▸ **WHAT TO WORK ON**: In the reflection on Mary, please reproduce the stretch from "It wasn’t until" through "bear with me.", changing "passage" to "chapter".

▸ **EXCERPT PROVIDED**:
#####

It’s four days before Christmas, and I’m sensing again my annual discomfort with “gentle Mary” beside the manger. I have a confession: I don’t like that Mary very much. I don't like her ephemerality, her not-quite-human glow, her immaculate presence out of place in a barn. She's not real, but a porcelain send-up of a person.
It wasn’t until I reread a passage in Jürgen Moltmann’s The Way of Jesus Christ, that it finally dawned on me that it was possible to see Mary another way. To explain, I need to spend unpack a little of Moltmann’s Christology, so bear with me.
Moltmann seeks to develop a “pneumatological Christology” – a way of understanding Jesus
that does not begin with Jesus himself. It begins with the ruach/the Holy Spirit. It is the coming of the Spirit, the creative breath of God: in this Jesus comes forward as ‘the anointed one’ (masiah, christos), proclaims the gospel of the kingdom with power, and convinces many with the signs of the new creation.[2]
The core of Moltmann’s theology is his emphasis on the fact that the Risen One of Easter is none other than the One crucified. For Moltmann, the resurrection is the eschatological moment, the moment in which it is clear that, in Christ, God’s promised future has broken through and is present in history. The new creation has begun. But Moltmann is clear that this eschatological moment reveals the nature and character of the whole of Jesus’ life, and is not merely a divine “stamp of approval” placed like a period at the end of a sentence.
The eschatological moment of his raising from the dead must therefore also be understood as God’s eternal moment. So the raising did not merely happen synchronically to the dead Jesus; it also happened diachronically to the whole Jesus in all the moments and aspects of his life and proclamation. That is why he is present in the power of the Spirit, not mere in his last moment on the cross but in all his moments from birth onwards. He is raised and present in the Spirit, not only as the one crucified, but also as the one baptized, as the healer, the preacher on the mount, the friend of sinners and tax-collectors, and the one whom the women accompanied to the moment of his death.[3]
If I understand him, Moltmann is arguing that Jesus does not grow up an average boy and become a normal man who then, by the power of God’s Spirit, is at some point transformed into the Christ, to live thereafter as the Messiah. Rather, he is arguing that the “eternal moment” of the resurrection transforms Jesus not merely in the tomb but in all the moments of his life, so that in every moment, by the power of the Spirit, the risen Christ is already present.

#####

[Named-object pointing records]
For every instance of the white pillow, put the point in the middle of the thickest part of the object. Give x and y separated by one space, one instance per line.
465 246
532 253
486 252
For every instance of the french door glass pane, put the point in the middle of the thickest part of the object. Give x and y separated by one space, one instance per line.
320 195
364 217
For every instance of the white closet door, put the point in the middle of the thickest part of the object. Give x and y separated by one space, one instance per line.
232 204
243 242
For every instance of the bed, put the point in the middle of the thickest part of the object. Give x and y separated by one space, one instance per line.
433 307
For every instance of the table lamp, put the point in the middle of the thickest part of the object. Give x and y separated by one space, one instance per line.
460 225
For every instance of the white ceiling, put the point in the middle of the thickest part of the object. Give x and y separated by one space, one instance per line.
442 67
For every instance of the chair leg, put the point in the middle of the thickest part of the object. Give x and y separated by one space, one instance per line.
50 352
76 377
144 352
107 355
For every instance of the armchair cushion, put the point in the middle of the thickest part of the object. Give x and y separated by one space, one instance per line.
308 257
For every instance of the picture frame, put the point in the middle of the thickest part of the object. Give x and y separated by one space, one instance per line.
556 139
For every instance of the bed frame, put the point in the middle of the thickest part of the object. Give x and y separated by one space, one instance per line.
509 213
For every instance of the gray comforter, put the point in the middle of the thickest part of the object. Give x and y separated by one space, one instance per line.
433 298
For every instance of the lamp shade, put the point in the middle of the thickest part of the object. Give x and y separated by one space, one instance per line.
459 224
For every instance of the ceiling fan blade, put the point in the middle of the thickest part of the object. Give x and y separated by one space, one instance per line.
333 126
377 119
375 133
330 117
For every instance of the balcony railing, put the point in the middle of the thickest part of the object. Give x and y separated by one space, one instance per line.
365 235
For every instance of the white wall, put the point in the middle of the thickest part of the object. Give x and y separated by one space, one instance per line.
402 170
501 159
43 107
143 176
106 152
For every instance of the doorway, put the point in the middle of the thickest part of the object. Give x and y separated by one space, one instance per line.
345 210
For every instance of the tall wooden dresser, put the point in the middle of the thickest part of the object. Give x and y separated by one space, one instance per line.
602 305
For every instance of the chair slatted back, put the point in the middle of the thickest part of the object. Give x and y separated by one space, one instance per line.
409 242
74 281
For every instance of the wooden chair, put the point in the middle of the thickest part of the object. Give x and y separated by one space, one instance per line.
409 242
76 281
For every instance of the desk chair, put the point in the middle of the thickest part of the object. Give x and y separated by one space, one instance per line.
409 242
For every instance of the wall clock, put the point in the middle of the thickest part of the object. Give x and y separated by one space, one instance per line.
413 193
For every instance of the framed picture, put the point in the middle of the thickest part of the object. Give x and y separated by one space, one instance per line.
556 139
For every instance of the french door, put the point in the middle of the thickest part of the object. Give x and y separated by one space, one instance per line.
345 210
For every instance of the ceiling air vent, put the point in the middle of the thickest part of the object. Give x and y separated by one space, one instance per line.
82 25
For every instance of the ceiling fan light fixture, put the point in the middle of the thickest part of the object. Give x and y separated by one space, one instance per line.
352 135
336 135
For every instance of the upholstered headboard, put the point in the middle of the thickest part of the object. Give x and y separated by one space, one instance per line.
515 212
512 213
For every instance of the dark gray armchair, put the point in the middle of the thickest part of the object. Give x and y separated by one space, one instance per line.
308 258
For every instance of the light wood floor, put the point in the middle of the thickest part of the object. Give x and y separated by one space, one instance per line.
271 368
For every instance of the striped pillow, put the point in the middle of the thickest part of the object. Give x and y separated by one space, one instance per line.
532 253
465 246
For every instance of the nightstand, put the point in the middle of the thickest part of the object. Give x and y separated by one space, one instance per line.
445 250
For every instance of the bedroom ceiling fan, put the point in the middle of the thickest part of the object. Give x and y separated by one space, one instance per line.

#####

▸ **SOLUTION**:
It wasn’t until I reread a chapter in Jürgen Moltmann’s The Way of Jesus Christ, that it finally dawned on me that it was possible to see Mary another way. To explain, I need to spend unpack a little of Moltmann’s Christology, so bear with me.